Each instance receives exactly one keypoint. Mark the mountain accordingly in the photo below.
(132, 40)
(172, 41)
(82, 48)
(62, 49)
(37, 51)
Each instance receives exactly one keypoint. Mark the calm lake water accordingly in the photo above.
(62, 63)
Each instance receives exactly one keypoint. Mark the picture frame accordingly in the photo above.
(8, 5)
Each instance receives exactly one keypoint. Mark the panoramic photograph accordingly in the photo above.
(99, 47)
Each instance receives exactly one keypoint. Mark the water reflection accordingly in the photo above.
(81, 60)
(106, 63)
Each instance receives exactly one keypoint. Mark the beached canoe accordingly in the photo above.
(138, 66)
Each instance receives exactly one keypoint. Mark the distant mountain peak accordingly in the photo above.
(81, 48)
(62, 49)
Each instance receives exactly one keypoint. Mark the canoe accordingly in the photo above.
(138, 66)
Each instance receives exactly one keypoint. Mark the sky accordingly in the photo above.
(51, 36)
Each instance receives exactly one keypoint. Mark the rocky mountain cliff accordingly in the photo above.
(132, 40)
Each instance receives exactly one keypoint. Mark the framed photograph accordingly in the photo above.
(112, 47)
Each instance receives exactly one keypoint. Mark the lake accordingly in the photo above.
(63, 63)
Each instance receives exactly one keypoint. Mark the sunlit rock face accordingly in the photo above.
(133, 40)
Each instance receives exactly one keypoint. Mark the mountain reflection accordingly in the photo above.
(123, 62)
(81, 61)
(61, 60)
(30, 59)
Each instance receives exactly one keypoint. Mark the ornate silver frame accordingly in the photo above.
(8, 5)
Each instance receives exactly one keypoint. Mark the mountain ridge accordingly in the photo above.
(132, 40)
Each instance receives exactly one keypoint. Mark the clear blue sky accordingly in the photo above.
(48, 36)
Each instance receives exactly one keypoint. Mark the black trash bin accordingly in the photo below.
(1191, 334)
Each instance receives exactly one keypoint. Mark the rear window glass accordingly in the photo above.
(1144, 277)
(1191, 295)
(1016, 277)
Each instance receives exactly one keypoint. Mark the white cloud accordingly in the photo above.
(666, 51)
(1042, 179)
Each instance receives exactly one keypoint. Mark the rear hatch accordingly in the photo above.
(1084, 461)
☆ ☆ ☆ ☆ ☆
**EXERCISE OBJECTIVE:** Everything from the line containing "Each instance receives exactly one keypoint. Mark the framed" down to the last line of the entries is to be returned exactly, both ends included, and nothing beyond it.

**RESPONSE:**
Each instance receives exactly one keypoint. Mark the framed photograph accordingly in the photo above.
(112, 47)
Each instance receives exactly one keypoint. Mark the lake accordingly in the photo above.
(63, 63)
Each instance receives exactly one keypoint. Mark the sunlit rock face accordingly in the photo above.
(133, 40)
Each instance receives exactly one keypoint. Mark the mountain reflection accordingly in the photo above.
(123, 62)
(81, 61)
(61, 60)
(30, 59)
Each instance receives exactly one keypoint. Mark the ornate silver frame accordingly in the photo above.
(8, 5)
Each instance receives exactly one keypoint. Mark the mountain ridge accordingly in the photo above.
(132, 40)
Each instance receives exactly one keypoint. Mark the clear blue sky accordingly in the photo above.
(48, 36)
Each instance receives exactly one keypoint. Mark the black trash bin accordingly in the photo below.
(1191, 334)
Each instance receives exactly one keypoint. Mark the rear window glass accordingly in the photo above.
(1144, 277)
(1191, 295)
(1016, 277)
Each instance receives exactly one keypoint. Mark the white cloud accordingly in the photo above.
(666, 51)
(1042, 179)
Each instance receives exactly one keypoint. Mark the rear hatch accordingly in the photo above.
(1084, 461)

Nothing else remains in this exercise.